-- BEGIN --

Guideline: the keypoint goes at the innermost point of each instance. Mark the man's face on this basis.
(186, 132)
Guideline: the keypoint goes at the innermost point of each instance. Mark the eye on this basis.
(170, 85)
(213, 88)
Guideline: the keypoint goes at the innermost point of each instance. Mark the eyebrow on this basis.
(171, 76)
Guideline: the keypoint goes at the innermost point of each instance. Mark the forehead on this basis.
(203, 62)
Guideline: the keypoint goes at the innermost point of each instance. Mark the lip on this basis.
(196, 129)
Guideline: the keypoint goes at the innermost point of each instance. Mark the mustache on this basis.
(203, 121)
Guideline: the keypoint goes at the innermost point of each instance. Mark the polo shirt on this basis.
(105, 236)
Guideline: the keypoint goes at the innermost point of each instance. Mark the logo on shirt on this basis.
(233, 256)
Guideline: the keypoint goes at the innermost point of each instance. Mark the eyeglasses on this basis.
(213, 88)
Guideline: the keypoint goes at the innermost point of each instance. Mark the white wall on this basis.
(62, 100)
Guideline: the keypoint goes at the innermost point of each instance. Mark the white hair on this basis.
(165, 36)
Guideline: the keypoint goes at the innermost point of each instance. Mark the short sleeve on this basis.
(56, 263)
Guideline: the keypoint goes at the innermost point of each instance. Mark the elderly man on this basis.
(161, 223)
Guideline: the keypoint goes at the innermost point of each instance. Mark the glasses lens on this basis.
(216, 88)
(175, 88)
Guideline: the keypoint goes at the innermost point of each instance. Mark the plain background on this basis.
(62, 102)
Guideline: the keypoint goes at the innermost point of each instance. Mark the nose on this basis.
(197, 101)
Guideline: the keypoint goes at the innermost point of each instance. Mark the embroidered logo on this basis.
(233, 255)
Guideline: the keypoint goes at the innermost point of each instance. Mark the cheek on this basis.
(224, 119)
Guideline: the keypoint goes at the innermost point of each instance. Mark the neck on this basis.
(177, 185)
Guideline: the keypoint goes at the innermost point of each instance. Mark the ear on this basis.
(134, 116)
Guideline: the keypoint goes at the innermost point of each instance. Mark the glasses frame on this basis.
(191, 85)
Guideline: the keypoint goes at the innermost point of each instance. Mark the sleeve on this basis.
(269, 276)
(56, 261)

-- END --

■ Aim
Reproduce the entries starting at the line containing "lens on this basis." and ending at the final line of the entries, keeping the requests. Multiply every coordinate in the answers by 0.75 and round each result to a whole number, with halves rounded up.

■ Solution
Guideline: the keypoint goes at the innermost point of each instance. Mark the glasses lens on this basis.
(162, 66)
(131, 66)
Guideline: the keypoint goes at the innermost point of each instance. Mark the plain background on this basis.
(47, 77)
Guideline: the keypoint goes at the innermost point of each instance. Mark the nose on this basis.
(148, 76)
Guideline: the keypoint goes at the innermost point of each instance. Mark the embroidered logo on this basis.
(175, 191)
Guideline: the keypoint goes at the innermost point of each instance. Mark the cheek on this basis.
(168, 89)
Guideline: the keypoint goes at the innermost point of each instance. Mark the neck on this basis.
(133, 139)
Guideline: the keypoint goes at the innermost point of each instance. Mark the ear on this basis.
(101, 87)
Guideline: the keypoint goes at the innermost point of each instance. Mark the glasses frame on this basis.
(143, 64)
Guideline: the keypoint goes at the innermost point of each instance. Mark the sleeve on this basis.
(202, 207)
(42, 196)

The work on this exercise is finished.